Set exercise => How many of the lines below contain the string "pole", with case counting? Reply with the number only.
>> start
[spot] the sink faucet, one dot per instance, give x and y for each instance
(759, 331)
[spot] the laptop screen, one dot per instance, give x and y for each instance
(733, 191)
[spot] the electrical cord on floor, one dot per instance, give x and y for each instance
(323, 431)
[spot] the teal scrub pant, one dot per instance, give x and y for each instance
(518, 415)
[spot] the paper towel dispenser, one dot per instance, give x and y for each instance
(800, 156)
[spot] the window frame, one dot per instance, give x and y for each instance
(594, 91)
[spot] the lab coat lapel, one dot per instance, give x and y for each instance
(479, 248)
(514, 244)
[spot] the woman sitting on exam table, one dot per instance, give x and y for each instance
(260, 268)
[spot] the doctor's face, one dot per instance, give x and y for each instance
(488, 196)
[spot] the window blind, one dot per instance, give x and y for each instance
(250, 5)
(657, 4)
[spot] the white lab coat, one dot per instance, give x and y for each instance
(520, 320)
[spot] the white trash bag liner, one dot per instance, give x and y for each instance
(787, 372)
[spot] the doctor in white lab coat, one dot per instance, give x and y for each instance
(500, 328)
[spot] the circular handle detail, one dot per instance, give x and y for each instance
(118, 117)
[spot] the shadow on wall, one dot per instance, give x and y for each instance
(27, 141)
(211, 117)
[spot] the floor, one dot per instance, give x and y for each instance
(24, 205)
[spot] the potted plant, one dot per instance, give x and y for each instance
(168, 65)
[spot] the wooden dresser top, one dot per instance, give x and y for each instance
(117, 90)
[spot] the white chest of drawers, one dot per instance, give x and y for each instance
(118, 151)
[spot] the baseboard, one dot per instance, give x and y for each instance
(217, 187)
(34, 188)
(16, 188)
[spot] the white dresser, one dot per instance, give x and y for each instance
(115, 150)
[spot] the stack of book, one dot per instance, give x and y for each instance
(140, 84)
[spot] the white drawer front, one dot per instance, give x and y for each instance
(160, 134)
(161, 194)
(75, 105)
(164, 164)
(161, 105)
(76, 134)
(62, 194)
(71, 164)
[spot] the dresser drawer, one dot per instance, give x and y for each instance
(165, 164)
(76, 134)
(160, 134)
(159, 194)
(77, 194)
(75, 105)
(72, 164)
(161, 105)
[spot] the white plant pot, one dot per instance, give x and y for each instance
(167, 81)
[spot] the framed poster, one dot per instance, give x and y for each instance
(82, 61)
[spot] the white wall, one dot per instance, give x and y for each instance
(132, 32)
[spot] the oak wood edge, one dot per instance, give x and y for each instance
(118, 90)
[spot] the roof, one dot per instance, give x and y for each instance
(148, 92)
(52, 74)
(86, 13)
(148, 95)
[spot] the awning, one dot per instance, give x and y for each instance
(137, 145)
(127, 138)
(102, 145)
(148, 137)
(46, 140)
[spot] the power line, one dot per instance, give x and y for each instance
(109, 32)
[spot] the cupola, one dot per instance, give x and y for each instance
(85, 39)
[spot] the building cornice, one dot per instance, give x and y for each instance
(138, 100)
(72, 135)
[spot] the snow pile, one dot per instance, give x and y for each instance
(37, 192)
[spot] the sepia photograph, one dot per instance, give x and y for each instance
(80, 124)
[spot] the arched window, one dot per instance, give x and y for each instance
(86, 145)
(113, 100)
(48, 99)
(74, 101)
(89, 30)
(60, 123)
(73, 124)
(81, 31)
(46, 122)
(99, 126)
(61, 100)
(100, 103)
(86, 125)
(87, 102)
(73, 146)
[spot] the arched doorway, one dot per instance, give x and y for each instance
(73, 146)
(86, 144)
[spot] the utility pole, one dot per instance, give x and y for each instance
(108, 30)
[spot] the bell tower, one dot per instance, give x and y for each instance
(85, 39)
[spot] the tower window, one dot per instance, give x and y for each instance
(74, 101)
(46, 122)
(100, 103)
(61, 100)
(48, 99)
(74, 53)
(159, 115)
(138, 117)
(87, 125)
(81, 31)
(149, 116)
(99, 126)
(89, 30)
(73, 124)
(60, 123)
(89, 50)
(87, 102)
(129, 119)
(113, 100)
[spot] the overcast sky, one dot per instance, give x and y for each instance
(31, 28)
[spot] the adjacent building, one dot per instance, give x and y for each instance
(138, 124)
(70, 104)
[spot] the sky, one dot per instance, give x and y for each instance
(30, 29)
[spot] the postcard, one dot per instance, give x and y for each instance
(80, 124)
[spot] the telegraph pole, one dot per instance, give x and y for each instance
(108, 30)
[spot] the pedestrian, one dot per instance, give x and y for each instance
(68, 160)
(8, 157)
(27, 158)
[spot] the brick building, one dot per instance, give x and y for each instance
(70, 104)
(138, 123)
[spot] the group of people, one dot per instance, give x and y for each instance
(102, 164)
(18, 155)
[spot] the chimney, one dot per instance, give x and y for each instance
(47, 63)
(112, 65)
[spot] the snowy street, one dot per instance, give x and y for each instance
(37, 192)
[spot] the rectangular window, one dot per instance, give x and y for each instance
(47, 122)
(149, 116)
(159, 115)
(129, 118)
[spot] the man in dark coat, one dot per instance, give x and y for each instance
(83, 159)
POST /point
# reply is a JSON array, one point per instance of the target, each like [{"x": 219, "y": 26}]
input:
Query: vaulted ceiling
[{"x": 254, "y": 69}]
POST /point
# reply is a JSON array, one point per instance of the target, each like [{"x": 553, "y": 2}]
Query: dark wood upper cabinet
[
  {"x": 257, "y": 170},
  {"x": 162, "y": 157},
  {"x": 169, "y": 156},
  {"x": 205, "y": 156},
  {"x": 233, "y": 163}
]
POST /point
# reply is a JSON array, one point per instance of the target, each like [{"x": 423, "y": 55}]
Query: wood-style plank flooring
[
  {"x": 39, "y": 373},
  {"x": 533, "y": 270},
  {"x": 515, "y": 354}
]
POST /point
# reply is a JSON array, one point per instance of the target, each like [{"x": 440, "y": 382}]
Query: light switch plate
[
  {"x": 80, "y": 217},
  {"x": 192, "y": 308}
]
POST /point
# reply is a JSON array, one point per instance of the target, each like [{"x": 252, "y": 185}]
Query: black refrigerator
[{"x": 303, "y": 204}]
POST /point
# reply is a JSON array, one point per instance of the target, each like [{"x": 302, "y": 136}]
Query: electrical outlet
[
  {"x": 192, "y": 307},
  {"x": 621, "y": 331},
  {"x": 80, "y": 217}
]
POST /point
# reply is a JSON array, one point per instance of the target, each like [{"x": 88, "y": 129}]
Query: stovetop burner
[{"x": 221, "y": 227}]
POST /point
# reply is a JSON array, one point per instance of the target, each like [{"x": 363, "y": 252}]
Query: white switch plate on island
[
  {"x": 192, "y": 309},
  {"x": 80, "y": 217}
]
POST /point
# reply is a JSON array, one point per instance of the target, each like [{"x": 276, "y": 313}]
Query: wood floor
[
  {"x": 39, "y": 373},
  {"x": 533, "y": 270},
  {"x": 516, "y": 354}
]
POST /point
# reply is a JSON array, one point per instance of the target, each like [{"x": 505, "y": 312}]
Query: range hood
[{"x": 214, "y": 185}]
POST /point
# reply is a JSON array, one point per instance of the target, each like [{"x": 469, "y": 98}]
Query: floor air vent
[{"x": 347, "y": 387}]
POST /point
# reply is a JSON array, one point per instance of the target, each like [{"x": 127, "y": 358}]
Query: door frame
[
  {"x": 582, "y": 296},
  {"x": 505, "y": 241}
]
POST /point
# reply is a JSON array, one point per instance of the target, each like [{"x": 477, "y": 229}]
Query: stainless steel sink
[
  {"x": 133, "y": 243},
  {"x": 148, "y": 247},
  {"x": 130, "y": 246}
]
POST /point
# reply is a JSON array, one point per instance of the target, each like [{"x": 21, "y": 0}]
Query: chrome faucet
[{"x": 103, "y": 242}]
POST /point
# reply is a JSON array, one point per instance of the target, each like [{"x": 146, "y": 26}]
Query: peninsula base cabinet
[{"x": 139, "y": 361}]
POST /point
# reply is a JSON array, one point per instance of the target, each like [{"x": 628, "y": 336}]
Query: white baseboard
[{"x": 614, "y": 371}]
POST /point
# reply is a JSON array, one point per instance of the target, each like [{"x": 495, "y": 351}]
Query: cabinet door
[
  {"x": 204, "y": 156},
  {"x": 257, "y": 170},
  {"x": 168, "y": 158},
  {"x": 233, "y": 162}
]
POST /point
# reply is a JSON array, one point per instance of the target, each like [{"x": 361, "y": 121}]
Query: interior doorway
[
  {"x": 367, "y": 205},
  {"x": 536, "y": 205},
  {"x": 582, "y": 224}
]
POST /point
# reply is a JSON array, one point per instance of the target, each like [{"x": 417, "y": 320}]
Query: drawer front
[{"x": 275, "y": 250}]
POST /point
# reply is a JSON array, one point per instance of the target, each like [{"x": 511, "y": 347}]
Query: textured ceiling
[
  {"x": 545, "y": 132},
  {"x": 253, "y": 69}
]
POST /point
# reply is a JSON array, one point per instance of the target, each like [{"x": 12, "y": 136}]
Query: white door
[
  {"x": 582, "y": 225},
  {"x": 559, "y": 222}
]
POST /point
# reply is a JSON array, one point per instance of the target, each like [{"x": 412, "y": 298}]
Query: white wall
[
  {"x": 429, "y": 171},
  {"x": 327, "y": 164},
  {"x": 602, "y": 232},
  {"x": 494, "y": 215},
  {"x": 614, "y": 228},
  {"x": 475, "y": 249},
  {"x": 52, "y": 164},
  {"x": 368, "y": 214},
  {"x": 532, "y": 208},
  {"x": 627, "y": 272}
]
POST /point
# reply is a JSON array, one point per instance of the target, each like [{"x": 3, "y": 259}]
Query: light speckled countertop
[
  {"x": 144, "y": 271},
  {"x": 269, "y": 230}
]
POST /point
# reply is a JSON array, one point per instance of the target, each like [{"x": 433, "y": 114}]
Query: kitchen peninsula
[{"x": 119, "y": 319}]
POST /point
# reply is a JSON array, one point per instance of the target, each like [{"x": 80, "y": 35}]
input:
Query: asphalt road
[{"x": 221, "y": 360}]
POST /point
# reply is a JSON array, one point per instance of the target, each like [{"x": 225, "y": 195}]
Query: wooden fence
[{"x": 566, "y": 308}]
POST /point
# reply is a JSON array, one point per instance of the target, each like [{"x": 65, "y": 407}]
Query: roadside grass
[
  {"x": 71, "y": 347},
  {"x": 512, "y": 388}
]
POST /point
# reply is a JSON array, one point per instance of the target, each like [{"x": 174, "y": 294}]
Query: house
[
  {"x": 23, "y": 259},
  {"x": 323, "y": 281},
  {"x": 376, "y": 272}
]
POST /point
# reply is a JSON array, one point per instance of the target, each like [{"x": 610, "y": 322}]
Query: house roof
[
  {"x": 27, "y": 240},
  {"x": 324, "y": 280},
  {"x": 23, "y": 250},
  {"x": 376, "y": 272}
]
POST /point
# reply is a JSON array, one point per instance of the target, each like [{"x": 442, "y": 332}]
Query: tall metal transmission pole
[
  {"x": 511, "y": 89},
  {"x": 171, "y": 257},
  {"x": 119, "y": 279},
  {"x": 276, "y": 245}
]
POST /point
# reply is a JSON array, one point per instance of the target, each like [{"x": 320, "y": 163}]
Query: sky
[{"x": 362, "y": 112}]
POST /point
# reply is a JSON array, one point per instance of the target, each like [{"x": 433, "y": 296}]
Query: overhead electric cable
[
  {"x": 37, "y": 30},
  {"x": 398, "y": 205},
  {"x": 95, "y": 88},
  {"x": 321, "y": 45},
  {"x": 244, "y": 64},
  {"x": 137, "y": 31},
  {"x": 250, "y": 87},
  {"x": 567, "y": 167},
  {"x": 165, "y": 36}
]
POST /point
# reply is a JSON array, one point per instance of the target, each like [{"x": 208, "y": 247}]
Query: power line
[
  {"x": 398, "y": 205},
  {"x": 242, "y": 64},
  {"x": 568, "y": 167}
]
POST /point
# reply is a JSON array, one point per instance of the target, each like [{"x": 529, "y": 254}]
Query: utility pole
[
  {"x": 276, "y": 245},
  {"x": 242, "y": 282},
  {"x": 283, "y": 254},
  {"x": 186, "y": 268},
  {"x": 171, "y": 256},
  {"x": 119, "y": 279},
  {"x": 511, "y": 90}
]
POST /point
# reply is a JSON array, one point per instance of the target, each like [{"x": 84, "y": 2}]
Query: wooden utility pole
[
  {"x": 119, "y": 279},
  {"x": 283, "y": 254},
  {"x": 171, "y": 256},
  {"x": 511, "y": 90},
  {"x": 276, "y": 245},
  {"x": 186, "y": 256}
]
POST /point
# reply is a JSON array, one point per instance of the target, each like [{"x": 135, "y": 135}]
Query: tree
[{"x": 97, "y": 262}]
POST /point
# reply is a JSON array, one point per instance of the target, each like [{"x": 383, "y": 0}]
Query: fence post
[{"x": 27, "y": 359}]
>> end
Task result => 5